Render the part of the material that opens with the line containing "Agricultural drone survey: scan the aerial photo for closed" and closes with the line containing "158, 62, 173, 65" as a two-column CSV with the headers instruction and boxes, one row per instruction alongside its coordinates. Put each field in quotation marks and replace any line breaks inside a field with spaces.

Excerpts from labeled region data

[start]

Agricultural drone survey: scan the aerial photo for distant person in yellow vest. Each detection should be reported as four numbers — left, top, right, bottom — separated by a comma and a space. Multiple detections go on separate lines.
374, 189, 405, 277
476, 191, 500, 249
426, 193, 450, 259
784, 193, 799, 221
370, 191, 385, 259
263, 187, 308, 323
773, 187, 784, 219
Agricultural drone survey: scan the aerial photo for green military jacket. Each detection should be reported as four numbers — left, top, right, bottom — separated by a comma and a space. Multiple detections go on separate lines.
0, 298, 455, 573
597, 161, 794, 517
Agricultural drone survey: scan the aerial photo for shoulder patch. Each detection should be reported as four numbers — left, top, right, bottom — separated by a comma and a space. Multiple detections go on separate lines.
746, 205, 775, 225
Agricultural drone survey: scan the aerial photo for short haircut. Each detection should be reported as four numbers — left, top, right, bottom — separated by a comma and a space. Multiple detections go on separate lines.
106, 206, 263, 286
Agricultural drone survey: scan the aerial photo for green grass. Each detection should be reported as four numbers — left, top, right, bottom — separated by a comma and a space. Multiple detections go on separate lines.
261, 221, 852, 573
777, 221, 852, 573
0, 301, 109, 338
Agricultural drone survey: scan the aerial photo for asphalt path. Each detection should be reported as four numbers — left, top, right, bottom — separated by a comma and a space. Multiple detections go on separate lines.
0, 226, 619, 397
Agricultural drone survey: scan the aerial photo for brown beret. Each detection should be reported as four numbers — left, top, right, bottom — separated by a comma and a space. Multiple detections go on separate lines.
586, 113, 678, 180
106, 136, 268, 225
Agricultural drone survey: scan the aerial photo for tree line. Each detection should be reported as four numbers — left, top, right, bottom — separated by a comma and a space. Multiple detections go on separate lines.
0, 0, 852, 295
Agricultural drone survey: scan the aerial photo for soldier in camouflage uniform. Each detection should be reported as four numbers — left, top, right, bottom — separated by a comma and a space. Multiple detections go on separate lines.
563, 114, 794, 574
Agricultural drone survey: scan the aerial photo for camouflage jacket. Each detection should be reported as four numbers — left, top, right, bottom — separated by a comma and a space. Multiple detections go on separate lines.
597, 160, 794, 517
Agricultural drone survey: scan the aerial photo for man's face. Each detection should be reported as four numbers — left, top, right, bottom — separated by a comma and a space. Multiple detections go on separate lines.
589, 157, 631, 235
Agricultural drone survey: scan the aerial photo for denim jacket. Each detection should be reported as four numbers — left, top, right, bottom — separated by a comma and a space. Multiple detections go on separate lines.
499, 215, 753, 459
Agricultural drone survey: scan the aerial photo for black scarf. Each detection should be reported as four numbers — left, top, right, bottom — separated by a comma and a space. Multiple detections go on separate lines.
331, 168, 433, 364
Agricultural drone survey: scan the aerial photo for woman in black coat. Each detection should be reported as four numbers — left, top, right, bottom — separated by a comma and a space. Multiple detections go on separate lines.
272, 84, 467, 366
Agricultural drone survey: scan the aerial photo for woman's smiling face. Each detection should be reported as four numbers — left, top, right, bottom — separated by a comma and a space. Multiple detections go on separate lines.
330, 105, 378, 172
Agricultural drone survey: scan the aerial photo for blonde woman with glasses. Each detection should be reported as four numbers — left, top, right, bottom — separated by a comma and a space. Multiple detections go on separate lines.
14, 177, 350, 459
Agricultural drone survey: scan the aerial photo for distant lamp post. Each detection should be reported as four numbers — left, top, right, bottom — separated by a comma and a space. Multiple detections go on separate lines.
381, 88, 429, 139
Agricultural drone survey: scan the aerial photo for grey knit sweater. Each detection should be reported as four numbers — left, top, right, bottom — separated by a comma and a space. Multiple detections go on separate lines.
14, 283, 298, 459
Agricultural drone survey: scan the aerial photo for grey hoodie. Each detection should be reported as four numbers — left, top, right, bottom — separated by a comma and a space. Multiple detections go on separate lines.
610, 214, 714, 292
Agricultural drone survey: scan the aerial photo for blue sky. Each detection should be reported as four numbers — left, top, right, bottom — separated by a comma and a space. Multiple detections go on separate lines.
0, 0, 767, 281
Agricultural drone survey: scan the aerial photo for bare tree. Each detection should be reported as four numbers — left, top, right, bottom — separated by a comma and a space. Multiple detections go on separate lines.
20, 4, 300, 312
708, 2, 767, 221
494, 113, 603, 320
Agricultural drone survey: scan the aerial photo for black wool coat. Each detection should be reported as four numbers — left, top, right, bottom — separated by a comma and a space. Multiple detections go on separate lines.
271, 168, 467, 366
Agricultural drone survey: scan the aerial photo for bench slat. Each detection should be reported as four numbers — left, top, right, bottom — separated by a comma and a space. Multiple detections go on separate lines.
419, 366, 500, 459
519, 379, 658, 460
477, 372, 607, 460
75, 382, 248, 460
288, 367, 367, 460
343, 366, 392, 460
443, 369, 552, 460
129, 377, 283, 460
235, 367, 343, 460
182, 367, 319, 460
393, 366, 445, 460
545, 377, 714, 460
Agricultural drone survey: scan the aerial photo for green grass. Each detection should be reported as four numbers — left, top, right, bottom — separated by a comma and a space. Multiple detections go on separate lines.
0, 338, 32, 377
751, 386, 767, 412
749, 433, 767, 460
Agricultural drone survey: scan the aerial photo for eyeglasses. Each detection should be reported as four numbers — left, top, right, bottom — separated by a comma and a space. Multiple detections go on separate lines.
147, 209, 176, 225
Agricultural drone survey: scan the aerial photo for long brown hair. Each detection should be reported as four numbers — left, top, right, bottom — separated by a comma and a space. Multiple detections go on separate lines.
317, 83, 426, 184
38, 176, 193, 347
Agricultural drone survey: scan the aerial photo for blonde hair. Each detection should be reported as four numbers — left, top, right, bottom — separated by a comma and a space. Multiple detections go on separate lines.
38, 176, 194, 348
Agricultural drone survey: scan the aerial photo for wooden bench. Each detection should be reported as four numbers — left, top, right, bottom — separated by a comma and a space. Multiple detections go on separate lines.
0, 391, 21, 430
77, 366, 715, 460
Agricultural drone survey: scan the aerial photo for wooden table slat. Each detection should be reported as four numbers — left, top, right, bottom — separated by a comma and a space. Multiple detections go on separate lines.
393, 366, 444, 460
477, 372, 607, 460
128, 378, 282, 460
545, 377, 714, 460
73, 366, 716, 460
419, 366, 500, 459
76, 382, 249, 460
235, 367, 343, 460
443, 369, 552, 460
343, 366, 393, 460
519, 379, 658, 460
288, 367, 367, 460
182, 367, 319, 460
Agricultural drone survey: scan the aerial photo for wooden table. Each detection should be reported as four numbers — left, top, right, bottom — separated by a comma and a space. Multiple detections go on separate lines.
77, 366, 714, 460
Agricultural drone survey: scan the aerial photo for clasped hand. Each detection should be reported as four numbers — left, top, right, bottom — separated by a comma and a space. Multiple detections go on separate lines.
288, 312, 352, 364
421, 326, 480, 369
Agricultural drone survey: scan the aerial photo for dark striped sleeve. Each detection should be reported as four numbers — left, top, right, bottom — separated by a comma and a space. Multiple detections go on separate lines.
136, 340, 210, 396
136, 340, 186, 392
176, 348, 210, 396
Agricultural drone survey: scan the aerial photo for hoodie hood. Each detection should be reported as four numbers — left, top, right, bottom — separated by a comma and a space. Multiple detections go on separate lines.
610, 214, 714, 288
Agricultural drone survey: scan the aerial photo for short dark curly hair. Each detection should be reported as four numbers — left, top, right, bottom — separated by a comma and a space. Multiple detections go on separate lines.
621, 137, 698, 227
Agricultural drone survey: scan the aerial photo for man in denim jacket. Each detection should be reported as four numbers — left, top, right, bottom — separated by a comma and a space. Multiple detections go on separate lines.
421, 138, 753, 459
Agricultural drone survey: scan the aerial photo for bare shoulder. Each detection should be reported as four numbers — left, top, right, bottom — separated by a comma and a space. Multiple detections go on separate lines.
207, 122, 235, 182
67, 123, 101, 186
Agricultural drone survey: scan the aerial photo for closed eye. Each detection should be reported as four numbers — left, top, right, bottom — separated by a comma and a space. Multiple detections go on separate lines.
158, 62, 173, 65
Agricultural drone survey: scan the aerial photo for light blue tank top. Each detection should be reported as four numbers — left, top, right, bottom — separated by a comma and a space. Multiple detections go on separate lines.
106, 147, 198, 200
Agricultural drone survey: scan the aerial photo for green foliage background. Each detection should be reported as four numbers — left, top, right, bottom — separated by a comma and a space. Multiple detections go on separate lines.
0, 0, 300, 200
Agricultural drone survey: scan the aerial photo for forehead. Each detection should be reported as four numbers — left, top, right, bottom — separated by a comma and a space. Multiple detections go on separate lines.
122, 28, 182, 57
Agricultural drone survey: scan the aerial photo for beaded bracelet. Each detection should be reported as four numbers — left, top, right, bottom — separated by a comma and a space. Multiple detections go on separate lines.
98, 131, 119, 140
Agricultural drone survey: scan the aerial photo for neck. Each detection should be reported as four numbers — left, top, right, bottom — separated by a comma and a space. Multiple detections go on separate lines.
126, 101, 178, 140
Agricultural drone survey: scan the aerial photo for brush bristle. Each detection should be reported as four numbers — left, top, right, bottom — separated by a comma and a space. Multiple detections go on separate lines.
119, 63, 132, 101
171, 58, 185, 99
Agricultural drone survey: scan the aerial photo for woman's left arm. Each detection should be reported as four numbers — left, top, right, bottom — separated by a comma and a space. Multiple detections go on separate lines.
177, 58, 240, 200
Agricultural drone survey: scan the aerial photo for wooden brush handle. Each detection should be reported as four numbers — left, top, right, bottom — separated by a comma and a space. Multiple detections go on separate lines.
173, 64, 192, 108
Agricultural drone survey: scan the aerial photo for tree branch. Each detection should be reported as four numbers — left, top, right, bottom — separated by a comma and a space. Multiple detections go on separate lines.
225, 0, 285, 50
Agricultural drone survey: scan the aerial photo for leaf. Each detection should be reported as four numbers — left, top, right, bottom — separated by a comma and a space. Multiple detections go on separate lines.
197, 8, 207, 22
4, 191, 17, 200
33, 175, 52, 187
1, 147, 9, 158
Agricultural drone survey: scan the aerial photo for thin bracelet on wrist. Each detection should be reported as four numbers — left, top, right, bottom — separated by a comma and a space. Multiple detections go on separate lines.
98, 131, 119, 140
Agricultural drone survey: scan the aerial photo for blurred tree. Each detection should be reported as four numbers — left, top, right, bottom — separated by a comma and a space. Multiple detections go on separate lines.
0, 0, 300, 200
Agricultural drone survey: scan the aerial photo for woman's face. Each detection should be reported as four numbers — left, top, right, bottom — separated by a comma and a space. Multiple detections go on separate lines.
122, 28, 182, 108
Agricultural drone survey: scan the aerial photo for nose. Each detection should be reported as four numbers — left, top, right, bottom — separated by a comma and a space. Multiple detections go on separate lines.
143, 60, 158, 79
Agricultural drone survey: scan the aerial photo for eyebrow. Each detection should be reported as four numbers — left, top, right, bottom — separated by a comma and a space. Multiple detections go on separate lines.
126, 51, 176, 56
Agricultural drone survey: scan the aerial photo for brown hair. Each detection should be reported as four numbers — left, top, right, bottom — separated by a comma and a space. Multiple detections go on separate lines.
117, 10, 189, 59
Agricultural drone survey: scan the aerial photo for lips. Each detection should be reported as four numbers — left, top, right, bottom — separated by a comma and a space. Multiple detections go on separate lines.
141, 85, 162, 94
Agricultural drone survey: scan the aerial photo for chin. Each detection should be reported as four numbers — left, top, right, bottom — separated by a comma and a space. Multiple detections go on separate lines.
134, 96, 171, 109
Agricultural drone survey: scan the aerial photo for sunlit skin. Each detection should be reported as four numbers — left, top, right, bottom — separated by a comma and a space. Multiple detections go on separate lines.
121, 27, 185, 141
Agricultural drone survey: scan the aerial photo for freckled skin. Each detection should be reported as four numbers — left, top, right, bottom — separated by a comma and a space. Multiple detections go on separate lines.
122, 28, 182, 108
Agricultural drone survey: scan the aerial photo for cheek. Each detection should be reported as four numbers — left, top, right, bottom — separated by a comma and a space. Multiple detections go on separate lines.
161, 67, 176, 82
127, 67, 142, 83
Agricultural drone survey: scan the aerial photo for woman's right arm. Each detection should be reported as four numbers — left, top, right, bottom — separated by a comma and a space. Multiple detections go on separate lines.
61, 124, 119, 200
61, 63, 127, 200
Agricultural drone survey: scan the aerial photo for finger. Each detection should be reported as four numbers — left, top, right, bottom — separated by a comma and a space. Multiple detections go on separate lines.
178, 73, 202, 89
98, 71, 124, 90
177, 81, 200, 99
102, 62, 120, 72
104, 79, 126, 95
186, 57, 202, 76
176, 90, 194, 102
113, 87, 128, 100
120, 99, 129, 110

[end]

* TASK SOLUTION
instruction,boxes
"Agricultural drone survey: scan the aerial photo for closed eye. Each detection should be reported as four numbers — left, top, right, bottom — separated by a comma and a space. Multiple detections go on separate lines.","158, 62, 173, 65"